#### Data entries
◇ ◇ ◇ ◇

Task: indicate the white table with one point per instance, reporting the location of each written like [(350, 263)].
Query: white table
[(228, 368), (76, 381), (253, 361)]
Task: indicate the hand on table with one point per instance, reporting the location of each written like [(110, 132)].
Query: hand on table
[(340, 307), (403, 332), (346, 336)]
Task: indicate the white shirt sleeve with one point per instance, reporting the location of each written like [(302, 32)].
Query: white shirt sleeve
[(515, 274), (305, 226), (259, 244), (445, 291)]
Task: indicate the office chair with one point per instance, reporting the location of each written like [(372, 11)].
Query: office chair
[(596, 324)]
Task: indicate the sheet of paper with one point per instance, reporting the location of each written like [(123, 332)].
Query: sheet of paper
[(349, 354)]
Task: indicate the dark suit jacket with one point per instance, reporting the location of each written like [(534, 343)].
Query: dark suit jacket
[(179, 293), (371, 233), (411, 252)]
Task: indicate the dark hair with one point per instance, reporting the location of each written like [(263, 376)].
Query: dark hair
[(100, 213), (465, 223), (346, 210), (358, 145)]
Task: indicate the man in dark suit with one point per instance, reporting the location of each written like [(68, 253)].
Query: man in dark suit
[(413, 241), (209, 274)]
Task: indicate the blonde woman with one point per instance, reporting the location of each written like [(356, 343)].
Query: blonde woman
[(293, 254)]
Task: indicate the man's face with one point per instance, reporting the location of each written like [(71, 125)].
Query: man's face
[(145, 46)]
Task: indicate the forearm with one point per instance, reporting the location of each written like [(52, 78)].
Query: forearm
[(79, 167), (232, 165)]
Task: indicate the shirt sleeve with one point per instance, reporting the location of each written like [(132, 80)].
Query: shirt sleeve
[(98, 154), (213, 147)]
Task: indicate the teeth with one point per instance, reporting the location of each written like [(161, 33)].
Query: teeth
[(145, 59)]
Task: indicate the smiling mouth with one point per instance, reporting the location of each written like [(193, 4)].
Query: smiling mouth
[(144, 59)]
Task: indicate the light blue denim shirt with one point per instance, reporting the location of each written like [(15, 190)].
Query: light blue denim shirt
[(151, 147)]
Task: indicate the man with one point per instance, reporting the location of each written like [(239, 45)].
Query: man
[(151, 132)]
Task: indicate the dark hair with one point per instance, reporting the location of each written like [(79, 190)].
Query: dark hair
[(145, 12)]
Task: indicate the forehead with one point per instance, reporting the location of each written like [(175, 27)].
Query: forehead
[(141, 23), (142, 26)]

◇ ◇ ◇ ◇

#### Objective
Starting at the line that contains "Task: indicate the smiling" and ending at the last line of the data entries, write out every line again. Shift each coordinate in the answers up by 132 and leave all other text unchanged.

#### Solution for this task
Task: indicate the smiling mouth with one point per instance, reporting the location of each written like [(193, 4)].
Query: smiling mouth
[(276, 191)]
Task: indicate the light blue denim shirt with one point per instance, reporting the location of each written like [(15, 190)].
Query: light blue denim shirt
[(283, 279)]
Task: indicate the man with one point per instance, reporting the location of each written like [(239, 45)].
Query: man
[(283, 264)]
Task: indicate the dark hair with one point per instance, reporting the location of each written like [(79, 190)].
Query: dark hair
[(277, 144)]
Task: indicate the forehead with one point per instance, reporting the location of each written like [(175, 27)].
Query: forehead
[(273, 155), (274, 158)]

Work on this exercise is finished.